**WORK REQUIRED:** Using the records beneath, say how many lines contain the word "each", without comment.

**RECORDS SHOWN:**
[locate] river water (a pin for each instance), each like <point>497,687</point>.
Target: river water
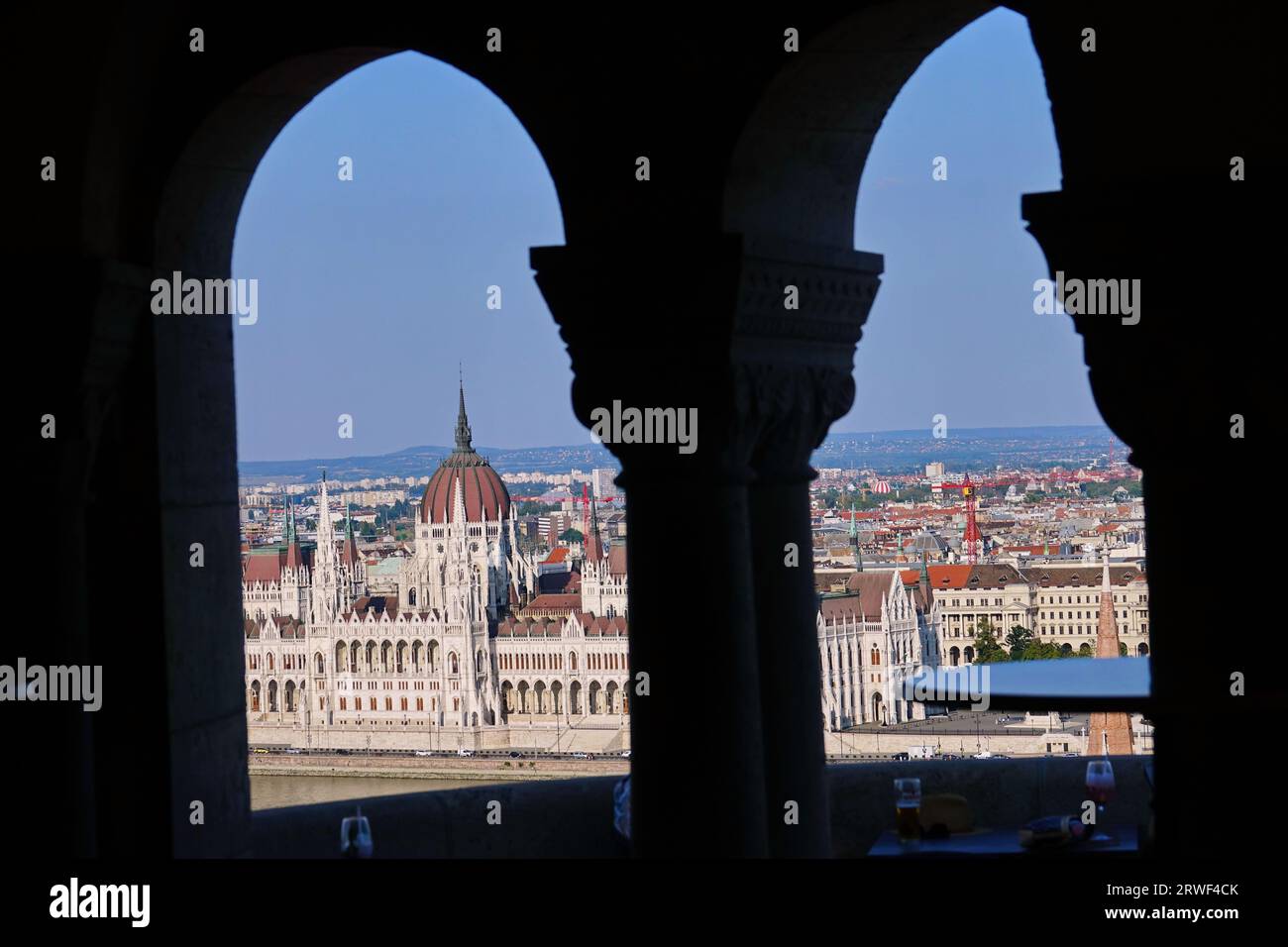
--
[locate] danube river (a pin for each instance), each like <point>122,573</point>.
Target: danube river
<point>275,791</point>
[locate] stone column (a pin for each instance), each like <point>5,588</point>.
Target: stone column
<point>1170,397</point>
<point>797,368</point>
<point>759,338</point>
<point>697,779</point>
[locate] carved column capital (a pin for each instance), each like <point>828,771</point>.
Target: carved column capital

**ANSWER AREA:** 4